PASSAGE GIVEN =
********

/uw_matrix_multiplication

Communication-avoiding parallel sparse-dense matrix multiplication.

Primary LanguageC++

Communication-Avoiding Parallel Sparse-Dense Matrix Multiplication

The MPI Programming Assignment.

Project was executed on Cray XC40 supercomputer called Okeanos (https://kdm.icm.edu.pl/kdm/Okeanos/en). It is composed of 1084 computing nodes. Each of the node has 24 Intel Xeon CPU cores (x86_64 architecture, code name Haswell) with a 2-way Hyper Threading. Nodes are connected with a Cray Aries Network, with a Dragonfly topology.

Introduction

As in a typical supercomputer communication takes orders of magnitude more time than computation, there is a growing new field in high-performance algorithms: communication-avoidance. These algorithms trade communication for redundant computation or increased memory usage.

Communication-Avoding Sparse-Dense Matrix Multiplication

Your goal is to implement two parallel algorithms for multiplying a sparse matrix A by a dense matrix B:

  • 1.5D Blocked Column A,
  • 1.5D Blocked Inner ABC

Matrix Multiplication Illustration See the paper (website) for further details.

********

Pointing records
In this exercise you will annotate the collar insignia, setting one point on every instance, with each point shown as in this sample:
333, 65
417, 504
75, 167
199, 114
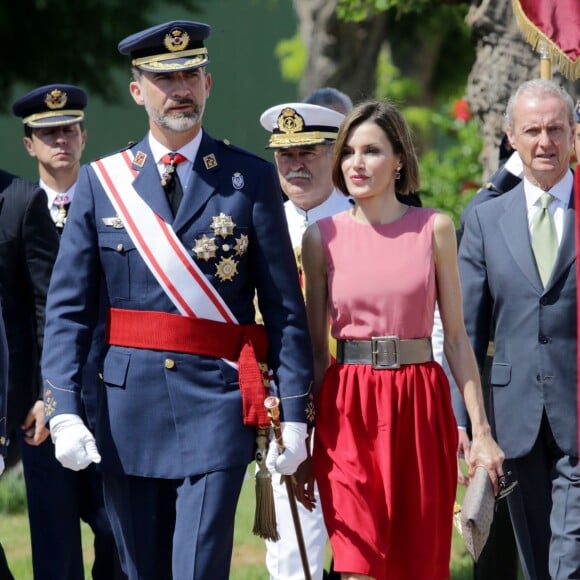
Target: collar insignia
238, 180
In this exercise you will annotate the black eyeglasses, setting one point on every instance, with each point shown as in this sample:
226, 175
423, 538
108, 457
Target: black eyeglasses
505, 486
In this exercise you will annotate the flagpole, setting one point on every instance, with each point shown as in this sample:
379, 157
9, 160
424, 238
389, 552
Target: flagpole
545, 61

********

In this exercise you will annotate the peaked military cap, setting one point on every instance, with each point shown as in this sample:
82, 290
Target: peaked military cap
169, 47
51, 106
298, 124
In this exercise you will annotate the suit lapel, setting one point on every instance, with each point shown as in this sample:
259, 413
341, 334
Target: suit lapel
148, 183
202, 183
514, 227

********

WRITTEN TASKS =
[1] Quote each line of the records that contains the word "with".
[2] Carry on the text about communication-avoiding sparse-dense matrix multiplication after its last sentence.

RESPONSES PER TASK =
[1]
In this exercise you will annotate the collar insignia, setting one point on every instance, with each point shown as in this sample:
In this exercise you will annotate the black eyeglasses, setting one point on every instance, with each point shown as in this sample:
In this exercise you will annotate the flagpole, setting one point on every instance, with each point shown as in this sample:
In this exercise you will annotate the peaked military cap, setting one point on every instance, with each point shown as in this sample:
In this exercise you will annotate the suit lapel, setting one point on every instance, with each point shown as in this sample:

[2]
The main idea of both algorithms is to replicate (redundantly) the data, and then to do less communication rounds, than if the data were not replicated. Both algorithms organize processes into "replication" groups of size c (c is a parameter of the algorithm). The Column A algorithm replicates just the sparse matrix A. The Inner ABC algorithm replicates all the matrices: the result C is gathered from the parts stored in the replication group.

Specific requirements

Your goal is to implement multiple matrix multiplication, i.e., compute (C = A ( A ( A ... ( A B ) ) )). You cannot change the order of multiplications. The number of multiplications is given as a program parameter. Your implementation must start from a data distribution for c = 1 (i.e., as if there is no replication). Using a generator we supply, processes generate the dense matrix B in parallel (our generator is stateless, so it might be used in parallel by multiple MPI processes; however, each element of the matrix must be generated exactly once). Process 0 loads the sparse matrix A from a CSR file (see bibliography for the description of the format) and then sends it to other processes. Each process should receive only a part of the matrix that it will store for data distribution for c = 1 (the coordinator should not send redundant data). Only after this initial data distribution, processes should contact their peers in replication groups and exchange their parts of matrices. Write two versions of your program.

In a basic version, do not use any libraries for local (inside a process) matrix multiplication.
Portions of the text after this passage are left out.